- _Registros do conjunto_:
————————

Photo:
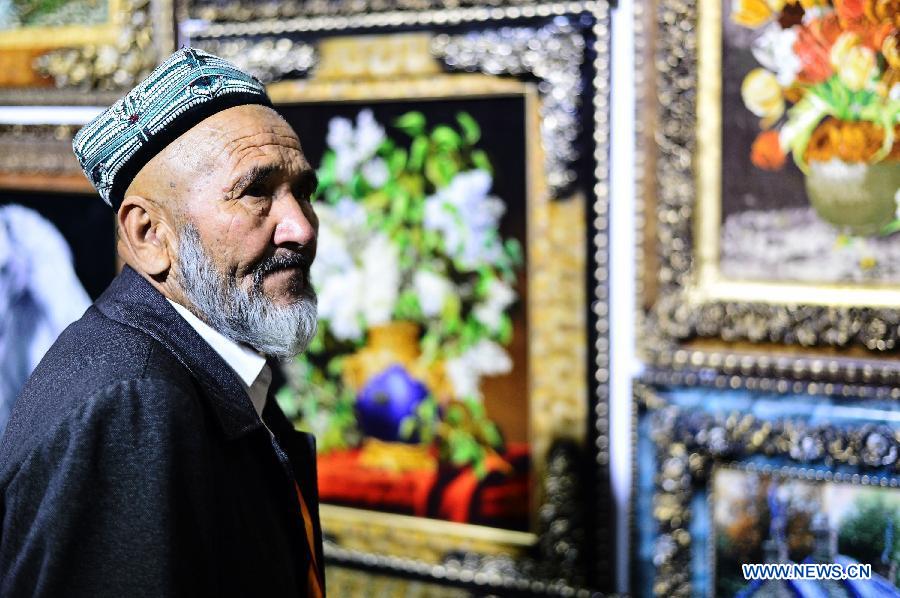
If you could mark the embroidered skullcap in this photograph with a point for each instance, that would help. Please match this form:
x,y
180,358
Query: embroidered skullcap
x,y
189,86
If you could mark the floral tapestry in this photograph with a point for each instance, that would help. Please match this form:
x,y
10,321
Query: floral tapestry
x,y
811,105
420,282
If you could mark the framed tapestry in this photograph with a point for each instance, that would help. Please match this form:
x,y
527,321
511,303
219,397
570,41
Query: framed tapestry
x,y
769,175
731,478
53,52
458,384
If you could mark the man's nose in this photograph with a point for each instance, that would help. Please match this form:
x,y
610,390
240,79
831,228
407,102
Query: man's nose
x,y
294,224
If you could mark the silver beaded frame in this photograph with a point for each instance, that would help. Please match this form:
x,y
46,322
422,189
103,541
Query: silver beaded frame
x,y
775,346
273,43
689,445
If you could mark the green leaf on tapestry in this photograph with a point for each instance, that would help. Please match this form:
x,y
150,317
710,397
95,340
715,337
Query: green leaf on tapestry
x,y
448,168
417,153
435,173
397,161
479,467
446,138
481,161
358,186
470,128
411,123
335,366
400,205
407,306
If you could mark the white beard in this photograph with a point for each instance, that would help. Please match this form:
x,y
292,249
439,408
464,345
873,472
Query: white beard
x,y
251,318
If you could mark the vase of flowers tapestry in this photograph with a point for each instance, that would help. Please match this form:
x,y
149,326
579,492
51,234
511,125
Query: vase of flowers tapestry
x,y
415,286
827,92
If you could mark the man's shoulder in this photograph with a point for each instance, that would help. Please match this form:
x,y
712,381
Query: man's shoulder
x,y
98,368
94,353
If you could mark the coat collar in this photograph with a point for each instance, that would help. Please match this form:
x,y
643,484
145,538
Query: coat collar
x,y
132,300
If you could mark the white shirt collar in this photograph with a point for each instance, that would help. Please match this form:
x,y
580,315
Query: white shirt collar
x,y
249,365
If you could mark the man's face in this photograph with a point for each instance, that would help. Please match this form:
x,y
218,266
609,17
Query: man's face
x,y
252,207
246,228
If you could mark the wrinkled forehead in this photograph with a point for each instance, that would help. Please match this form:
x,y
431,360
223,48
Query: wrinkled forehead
x,y
218,144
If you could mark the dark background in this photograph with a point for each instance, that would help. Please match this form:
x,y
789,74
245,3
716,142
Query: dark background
x,y
744,186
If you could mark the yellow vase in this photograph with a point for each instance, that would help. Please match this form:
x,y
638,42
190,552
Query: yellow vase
x,y
389,344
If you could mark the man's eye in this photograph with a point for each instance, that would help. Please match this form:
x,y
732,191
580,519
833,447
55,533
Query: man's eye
x,y
255,191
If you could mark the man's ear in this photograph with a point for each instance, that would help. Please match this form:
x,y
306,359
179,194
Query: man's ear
x,y
146,236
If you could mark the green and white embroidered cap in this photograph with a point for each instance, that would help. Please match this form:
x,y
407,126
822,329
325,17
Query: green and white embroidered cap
x,y
189,86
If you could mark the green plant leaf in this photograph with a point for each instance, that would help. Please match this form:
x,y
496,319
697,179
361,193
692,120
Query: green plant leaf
x,y
417,153
481,161
454,415
446,138
397,161
411,123
470,128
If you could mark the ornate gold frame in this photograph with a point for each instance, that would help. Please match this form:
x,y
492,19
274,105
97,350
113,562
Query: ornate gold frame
x,y
568,404
556,267
836,338
103,59
64,35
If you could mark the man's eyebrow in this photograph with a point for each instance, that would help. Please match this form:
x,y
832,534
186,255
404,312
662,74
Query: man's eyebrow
x,y
307,182
255,175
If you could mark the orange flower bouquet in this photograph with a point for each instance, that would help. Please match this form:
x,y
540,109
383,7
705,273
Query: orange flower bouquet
x,y
827,92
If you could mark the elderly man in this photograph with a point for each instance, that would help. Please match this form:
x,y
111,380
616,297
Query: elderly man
x,y
146,455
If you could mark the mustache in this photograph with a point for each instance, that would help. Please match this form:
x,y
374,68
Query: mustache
x,y
283,261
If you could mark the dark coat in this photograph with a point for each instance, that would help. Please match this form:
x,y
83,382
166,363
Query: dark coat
x,y
135,465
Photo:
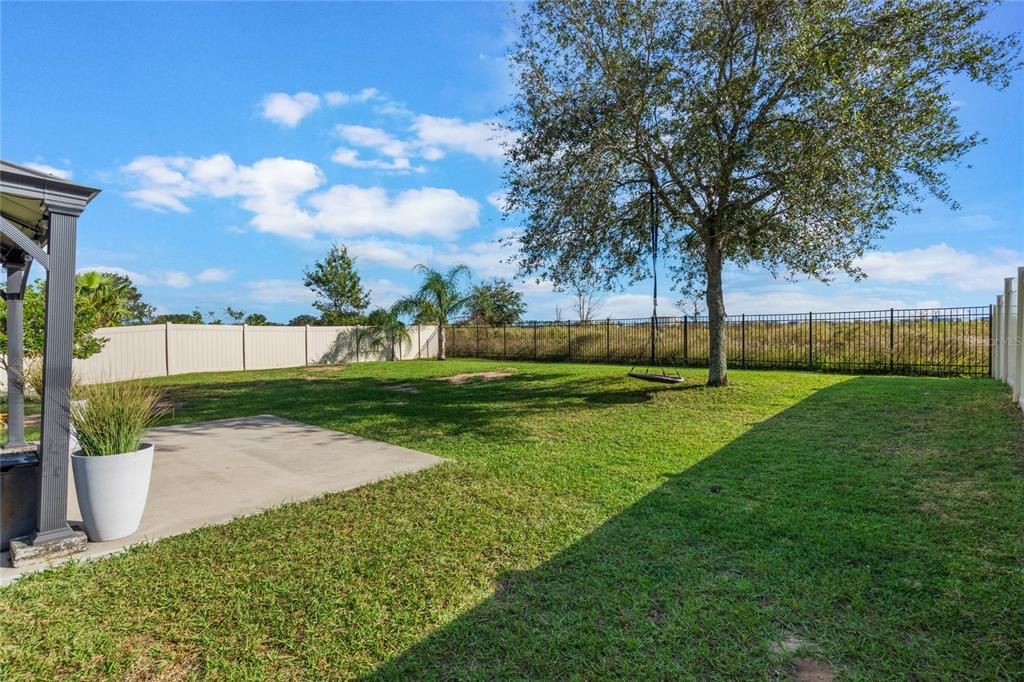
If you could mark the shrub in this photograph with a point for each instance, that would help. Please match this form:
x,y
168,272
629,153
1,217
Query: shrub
x,y
114,418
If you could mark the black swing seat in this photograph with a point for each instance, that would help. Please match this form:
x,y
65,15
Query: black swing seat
x,y
657,378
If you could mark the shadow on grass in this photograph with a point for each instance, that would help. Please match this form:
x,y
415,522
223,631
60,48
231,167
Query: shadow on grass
x,y
800,543
487,409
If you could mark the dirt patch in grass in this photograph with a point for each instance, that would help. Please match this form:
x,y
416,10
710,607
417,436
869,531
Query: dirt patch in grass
x,y
316,369
401,388
811,670
468,377
790,644
317,372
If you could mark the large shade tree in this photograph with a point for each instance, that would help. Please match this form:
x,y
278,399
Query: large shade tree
x,y
779,132
439,298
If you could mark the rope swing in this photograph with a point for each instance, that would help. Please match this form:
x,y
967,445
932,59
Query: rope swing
x,y
653,361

————————

Copie sem alterações os registros, começando na linha que contém "If you could mark the rope" e terminando na última linha dos registros.

- _Resposta_:
If you could mark the rope swing in this photograph with a point for each instance, that would help. Please match this form:
x,y
967,445
932,59
Query: rope swing
x,y
653,361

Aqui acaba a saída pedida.